=== Your task ===
Rewrite the stretch from the line containing "Put a single dot on each instance of the conical" through the end of the records, changing "blue sky" to "clear sky" and keeping everything else the same.

=== Data supplied ===
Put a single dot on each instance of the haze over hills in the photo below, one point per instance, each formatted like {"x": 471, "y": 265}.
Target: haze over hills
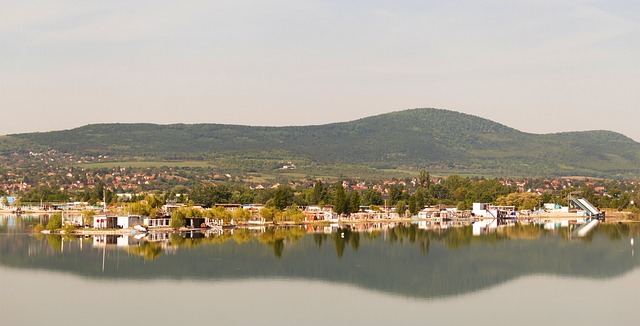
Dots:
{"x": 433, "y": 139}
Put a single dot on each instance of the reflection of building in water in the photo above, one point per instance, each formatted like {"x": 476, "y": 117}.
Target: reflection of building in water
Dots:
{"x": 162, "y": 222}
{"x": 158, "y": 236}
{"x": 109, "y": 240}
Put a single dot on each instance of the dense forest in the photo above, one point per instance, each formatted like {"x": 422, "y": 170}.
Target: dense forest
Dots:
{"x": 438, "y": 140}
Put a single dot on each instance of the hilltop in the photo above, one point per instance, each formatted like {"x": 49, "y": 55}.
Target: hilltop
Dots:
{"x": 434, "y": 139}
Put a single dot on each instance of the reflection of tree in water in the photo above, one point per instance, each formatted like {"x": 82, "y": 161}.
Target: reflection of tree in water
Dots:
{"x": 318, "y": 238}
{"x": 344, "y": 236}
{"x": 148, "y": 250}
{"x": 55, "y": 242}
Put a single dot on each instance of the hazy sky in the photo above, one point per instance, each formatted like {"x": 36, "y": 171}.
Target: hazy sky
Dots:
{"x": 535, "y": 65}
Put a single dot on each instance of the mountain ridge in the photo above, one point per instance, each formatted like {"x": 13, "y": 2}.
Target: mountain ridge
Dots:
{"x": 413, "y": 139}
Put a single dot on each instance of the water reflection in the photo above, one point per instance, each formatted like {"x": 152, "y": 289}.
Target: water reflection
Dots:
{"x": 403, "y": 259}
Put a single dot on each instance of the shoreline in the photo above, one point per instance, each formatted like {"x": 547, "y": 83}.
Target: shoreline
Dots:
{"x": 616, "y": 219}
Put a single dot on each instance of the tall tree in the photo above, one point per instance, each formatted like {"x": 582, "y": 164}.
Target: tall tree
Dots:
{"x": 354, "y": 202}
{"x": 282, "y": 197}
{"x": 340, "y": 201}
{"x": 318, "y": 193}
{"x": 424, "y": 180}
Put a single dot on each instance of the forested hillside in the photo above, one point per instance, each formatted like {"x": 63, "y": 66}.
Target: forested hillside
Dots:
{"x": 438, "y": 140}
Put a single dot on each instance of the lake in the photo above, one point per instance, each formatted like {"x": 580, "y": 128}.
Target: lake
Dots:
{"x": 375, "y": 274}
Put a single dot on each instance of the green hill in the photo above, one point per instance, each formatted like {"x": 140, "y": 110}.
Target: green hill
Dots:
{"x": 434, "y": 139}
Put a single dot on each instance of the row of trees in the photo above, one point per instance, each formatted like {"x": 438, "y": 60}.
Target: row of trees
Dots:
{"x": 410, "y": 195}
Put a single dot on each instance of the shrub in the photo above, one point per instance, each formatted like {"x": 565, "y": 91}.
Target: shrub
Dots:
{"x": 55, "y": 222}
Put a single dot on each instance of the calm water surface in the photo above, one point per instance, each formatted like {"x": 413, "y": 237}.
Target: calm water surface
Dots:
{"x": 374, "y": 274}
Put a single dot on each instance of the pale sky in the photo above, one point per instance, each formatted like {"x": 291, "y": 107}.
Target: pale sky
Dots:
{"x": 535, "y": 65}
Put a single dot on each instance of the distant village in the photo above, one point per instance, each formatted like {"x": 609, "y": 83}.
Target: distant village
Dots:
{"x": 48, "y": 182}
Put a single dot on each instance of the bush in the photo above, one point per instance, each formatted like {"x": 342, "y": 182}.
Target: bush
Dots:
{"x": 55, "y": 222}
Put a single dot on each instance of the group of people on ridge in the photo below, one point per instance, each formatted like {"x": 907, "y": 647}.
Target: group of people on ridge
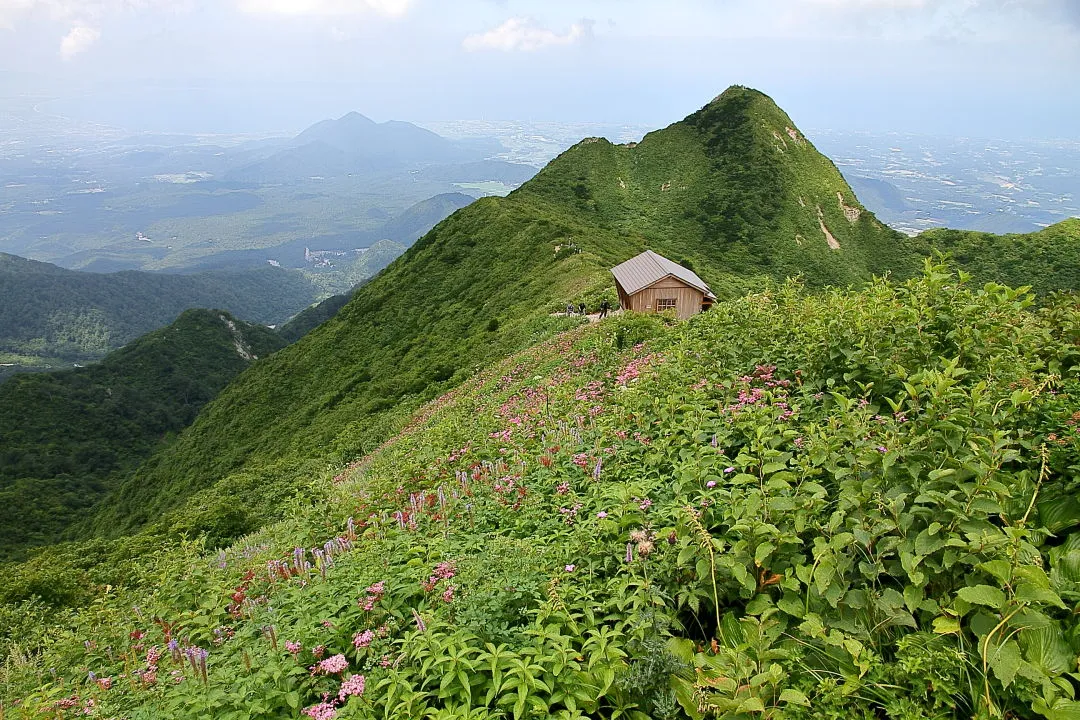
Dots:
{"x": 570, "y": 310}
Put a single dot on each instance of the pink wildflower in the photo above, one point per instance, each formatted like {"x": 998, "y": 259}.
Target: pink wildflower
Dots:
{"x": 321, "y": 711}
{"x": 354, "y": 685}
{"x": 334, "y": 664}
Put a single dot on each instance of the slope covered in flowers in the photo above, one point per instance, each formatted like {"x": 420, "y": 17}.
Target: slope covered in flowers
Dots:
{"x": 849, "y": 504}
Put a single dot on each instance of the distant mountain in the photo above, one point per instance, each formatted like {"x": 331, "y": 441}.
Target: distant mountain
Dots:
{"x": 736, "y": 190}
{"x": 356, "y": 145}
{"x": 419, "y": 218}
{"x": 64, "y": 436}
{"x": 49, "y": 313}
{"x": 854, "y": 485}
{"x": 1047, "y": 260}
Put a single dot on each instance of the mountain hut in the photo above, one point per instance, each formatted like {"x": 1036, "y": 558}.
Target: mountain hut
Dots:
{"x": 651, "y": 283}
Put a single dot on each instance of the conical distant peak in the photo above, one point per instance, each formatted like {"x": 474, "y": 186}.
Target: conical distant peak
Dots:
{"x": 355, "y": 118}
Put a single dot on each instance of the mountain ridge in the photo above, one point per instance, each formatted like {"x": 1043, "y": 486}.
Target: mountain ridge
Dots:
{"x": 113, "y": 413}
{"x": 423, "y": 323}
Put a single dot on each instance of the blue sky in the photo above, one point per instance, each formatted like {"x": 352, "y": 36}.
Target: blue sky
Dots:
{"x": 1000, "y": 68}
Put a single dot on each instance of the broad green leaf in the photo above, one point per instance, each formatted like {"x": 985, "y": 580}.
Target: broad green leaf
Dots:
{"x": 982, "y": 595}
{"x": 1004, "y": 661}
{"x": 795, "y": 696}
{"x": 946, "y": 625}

=== Completed task ===
Put a single dot on each instance of the conical distant peak in the photo above, one point per instance, each formatted like {"x": 474, "y": 186}.
Target: conical distant peak
Dots:
{"x": 355, "y": 118}
Put a single dot on each instance of the mountain ridge in the photo above, one point per instance, each formatted like {"x": 1043, "y": 486}.
Target: mountain ridge
Dots:
{"x": 113, "y": 413}
{"x": 423, "y": 323}
Put a single dot on each instance of the clear sky in the photo above, one point per instance, each formatted like {"x": 352, "y": 36}.
Target: clear sky
Dots:
{"x": 1000, "y": 68}
Put a single dot on each instance of the broad green leaf in the photo above, one point per instance, each formatted like {"x": 985, "y": 580}.
Target: broad green leaf
Dots:
{"x": 982, "y": 595}
{"x": 1004, "y": 661}
{"x": 795, "y": 696}
{"x": 946, "y": 625}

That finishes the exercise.